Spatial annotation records
Begin
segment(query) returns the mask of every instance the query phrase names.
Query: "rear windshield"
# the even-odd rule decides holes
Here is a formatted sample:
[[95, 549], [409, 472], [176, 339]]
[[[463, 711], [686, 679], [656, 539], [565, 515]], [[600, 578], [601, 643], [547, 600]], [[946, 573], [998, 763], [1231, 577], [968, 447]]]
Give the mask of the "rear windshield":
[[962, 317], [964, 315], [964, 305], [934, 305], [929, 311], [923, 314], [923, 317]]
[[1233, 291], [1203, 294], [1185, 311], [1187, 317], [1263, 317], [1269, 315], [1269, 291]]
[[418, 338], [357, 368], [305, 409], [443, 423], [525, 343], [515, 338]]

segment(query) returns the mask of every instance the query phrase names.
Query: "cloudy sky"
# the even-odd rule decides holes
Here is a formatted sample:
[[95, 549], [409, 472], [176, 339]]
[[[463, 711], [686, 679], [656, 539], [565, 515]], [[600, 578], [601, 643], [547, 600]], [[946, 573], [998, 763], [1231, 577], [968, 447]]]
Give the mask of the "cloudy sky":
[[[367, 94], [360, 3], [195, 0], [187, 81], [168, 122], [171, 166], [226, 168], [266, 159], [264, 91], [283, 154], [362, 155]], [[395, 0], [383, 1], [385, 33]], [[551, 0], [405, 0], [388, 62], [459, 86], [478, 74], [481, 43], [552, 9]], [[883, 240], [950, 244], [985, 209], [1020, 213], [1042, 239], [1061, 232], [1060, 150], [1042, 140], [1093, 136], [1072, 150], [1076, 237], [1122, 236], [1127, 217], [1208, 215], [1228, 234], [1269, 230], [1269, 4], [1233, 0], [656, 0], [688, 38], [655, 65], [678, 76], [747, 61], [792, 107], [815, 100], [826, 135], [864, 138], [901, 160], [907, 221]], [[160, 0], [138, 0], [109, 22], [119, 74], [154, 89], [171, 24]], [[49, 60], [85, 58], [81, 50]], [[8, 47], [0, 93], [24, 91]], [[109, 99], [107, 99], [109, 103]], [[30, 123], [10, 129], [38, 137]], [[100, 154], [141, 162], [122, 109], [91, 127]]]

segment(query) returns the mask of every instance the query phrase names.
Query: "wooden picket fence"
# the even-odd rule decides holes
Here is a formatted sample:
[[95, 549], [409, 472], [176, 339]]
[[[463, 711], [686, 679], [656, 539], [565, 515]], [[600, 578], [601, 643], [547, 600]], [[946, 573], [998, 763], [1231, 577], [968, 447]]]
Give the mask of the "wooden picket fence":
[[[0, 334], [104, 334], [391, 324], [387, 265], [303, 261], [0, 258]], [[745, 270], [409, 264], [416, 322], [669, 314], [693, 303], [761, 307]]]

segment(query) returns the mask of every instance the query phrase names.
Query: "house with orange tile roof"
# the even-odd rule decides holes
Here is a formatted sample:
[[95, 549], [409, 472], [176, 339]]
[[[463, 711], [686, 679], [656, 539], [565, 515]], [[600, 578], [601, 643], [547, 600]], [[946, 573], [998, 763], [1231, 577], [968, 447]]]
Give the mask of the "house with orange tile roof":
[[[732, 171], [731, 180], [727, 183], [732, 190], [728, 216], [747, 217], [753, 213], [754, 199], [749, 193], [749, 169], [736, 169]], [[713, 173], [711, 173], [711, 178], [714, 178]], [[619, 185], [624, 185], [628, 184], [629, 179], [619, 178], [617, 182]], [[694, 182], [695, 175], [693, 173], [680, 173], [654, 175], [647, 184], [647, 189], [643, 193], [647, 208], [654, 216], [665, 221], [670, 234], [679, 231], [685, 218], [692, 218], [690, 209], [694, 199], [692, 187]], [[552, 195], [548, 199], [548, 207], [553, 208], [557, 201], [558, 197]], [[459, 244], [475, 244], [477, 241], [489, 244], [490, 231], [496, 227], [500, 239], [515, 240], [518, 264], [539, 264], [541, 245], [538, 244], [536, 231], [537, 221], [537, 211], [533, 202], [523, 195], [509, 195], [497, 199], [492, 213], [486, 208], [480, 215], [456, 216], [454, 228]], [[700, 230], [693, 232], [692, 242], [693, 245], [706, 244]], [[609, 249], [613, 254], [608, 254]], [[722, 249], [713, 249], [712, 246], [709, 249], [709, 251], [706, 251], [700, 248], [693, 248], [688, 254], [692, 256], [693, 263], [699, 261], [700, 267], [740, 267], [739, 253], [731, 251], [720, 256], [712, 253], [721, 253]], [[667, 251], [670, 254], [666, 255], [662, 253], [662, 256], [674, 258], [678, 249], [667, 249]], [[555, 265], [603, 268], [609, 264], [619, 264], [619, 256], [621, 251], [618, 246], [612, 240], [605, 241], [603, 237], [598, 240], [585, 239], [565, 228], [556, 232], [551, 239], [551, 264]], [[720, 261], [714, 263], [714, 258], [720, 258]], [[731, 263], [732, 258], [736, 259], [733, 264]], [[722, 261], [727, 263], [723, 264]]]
End
Begin
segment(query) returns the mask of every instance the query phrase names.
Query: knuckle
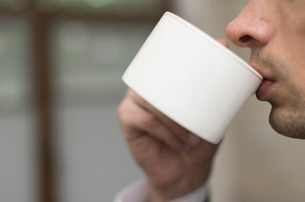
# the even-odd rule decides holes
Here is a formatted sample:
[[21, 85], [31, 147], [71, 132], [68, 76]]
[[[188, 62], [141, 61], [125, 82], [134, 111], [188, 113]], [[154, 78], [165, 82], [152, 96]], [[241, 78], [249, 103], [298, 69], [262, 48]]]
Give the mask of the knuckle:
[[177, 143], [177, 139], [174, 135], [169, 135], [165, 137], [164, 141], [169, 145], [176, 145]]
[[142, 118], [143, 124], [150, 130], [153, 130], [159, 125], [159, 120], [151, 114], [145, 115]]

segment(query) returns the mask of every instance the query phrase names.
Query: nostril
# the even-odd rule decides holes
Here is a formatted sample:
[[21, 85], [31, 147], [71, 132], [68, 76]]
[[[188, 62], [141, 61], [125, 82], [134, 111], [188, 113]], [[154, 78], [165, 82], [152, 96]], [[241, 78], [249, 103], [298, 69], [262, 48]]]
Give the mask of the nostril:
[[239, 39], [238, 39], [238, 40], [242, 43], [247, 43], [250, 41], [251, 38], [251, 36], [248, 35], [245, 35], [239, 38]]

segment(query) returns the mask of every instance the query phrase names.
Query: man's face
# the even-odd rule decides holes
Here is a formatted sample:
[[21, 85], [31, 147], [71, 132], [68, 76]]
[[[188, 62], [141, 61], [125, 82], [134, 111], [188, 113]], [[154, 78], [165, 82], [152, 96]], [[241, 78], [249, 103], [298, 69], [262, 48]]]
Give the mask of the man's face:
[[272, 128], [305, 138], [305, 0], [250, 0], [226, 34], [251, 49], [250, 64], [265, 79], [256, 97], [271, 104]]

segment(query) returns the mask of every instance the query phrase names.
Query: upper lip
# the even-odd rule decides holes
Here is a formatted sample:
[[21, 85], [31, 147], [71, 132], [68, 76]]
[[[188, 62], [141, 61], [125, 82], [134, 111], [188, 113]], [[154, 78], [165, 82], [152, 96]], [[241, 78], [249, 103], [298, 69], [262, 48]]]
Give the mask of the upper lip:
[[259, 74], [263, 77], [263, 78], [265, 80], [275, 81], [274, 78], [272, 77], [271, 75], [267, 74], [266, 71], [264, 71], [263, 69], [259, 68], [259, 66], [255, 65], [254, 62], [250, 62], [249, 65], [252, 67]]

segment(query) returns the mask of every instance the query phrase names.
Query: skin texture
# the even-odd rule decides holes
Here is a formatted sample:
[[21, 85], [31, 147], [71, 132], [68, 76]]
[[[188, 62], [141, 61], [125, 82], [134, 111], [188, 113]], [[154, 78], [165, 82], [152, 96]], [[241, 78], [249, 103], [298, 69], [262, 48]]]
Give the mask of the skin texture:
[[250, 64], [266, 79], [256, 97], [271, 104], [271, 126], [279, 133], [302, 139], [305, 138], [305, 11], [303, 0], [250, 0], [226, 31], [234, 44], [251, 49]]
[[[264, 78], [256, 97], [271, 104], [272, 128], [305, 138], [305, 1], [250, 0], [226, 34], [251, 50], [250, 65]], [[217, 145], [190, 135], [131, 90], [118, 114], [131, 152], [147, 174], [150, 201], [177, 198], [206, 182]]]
End
*What is needed*
Count the lines in the material above that contain the string "rear", and reply with only that number.

*Answer to this exercise*
2